Saved entries
☆ ☆ ☆ ☆ ☆

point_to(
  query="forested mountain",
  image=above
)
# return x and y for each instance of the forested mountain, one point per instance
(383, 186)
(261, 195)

☆ ☆ ☆ ☆ ☆

Reproduce exactly the lines from the one with "# return x and" through the end of the entries above, both ends included.

# return x and y for each instance of the forested mountain, one point per instance
(383, 186)
(261, 195)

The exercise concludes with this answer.